Budayawan dan Sastrawan Soni Farid Maulana Telah Berpulang

- 27 November 2022, 07:53 WIB
Ekspresi Budayawan dan Sastrawan Soni Farid Maulana saat membaca karyanya di pentas.
Ekspresi Budayawan dan Sastrawan Soni Farid Maulana saat membaca karyanya di pentas. /Foto : Dokumen pribadi/

Puisinya selain diterjemahkan ke dalam bahasa Inggris, juga ke dalam bahasa Jerman dan Belanda. Puisinya telah diterjemahkan ke dalam bahasa Belanda oleh Prof. Dr. A. Teeuw dan Linde Voute dalam antologi Winternachten (1999).

Sementara dalam bahasa Jerman, beberapa puisinya terbit di majalah Orientirungen (2000) melalui terjemahan Berthold Damshäuser. Soni Farid Maulana juga menulis puisi dengan latar belakang luar negeri. Sejumlah puisinya bertema musim dingin, baik mengenai Paris, Den Haag, Leiden, maupun sejumlah tempat lainnya di Eropa.

Dua puisi yang cukup menggetarkan, antara lain, berjudul "Di Negeri Salju" yang didedikasikan kepada Rendra, dan "Berjalan di Pinggir Sungai Seine" yang dipersembahkan kepada istrinya. Kedua puisi tersebut ditulis pada tahun 1999 saat Soni Farid Maulana berkesempatan pergi ke  Belanda, mengikuti Festival de Winternachten bersama Rendra, setelah itu melanjutkannya ke Paris.

Selain menulis puisi, ia juga senang menulis cerpen. Beberapa kumpulan cerpennya antara lain, Orang Malam (Q-Press, 2005), Di Luar Mimpi (1997), Kita Lahir sebagai Dongengan (2000), dan Palung Rasa (2001).  "Saya rasa sudah cukup saya bergelut dengan puisi, mudah-mudahan Februari 2008 saya akan menerbitkan dua kumpulan puisi terakhir. Puisi yang bersumber Hadis Muhammad dan Alqur'an akan menjadi penutup kumpulan puisi saya,” ungkap Soni Farid Maulana pada waktu itu.

Sementara diajang forum naional maupun internasional Soni Farid Maulana pernah menghadiri dan tampil  di Forum Puisi Indonesia 1987 yang diselenggarakan DKJ, Asean Writers Conference IV (1990) di Queezon City, Filipina, Festival de Winter-nachten di Den Haag, Belanda (1999), Puisi International Indonesia di Bandung (2002), International Literary Biennale 2005, Living Together di Bandung (2005).

Budayawan Yakob Sumardjo berkomentar bahwa membaca sajak-sajak Soni Farid Maulana akan terasa penguasaannya terhadap idiom-idiom puitik modern. Imajinya terasa cerdas, otentik dan di luar dugaan. Benny Yohanes (dalam Berita Buana 27 Januari 1987) menyatakan adanya "aspek religius yang menandai hubungan vertikal antara makhluk dan Khaliknya yang muncul sebagai arus kuat dalam meraih posisi makna hidupnya. Pada Soni Farid Maulana, arus itu sama nilainya dengan ketentraman dan katarsis diri,” ujar Yakob Sumardjo dalam testimoninya tetang Soni Farid Maulana.

→ Entri yang Disediakan:

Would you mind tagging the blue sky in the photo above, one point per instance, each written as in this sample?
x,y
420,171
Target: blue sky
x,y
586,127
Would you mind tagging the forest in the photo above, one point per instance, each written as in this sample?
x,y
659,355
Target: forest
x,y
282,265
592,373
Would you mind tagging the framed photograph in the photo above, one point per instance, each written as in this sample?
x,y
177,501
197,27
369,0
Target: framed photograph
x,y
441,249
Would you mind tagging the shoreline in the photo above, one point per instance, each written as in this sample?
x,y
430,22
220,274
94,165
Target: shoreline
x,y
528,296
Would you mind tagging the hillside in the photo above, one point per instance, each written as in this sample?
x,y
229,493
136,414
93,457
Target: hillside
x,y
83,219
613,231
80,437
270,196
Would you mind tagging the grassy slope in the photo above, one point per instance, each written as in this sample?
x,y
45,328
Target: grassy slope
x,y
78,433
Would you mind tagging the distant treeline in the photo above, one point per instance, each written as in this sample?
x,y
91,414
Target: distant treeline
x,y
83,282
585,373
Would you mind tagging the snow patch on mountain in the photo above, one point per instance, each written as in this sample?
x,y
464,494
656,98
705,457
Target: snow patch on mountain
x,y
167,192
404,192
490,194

--

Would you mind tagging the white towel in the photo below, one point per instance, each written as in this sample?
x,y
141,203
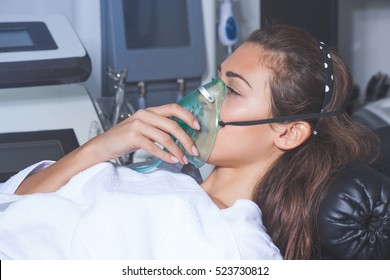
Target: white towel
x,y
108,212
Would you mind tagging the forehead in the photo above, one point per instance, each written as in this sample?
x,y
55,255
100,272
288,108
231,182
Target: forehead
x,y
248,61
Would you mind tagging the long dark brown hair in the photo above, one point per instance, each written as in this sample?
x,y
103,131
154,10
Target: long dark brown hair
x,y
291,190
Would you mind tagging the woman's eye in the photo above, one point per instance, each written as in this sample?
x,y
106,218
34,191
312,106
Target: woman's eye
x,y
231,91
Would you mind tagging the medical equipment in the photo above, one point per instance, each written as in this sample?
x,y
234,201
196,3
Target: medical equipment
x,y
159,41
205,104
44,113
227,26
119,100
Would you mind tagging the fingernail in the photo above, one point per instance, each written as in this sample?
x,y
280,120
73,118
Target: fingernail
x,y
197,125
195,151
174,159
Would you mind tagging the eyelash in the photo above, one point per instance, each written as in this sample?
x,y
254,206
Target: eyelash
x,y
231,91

→ Yang Diperlukan: Salin tanpa perubahan bagian artikel tentang Soni Farid Maulana yang dibuka dengan kata-kata yang memuat "Puisinya selain diterjemahkan" dan ditutup dengan "lainnya di Eropa.".

→ Hasil:
Puisinya selain diterjemahkan ke dalam bahasa Inggris, juga ke dalam bahasa Jerman dan Belanda. Puisinya telah diterjemahkan ke dalam bahasa Belanda oleh Prof. Dr. A. Teeuw dan Linde Voute dalam antologi Winternachten (1999).

Sementara dalam bahasa Jerman, beberapa puisinya terbit di majalah Orientirungen (2000) melalui terjemahan Berthold Damshäuser. Soni Farid Maulana juga menulis puisi dengan latar belakang luar negeri. Sejumlah puisinya bertema musim dingin, baik mengenai Paris, Den Haag, Leiden, maupun sejumlah tempat lainnya di Eropa.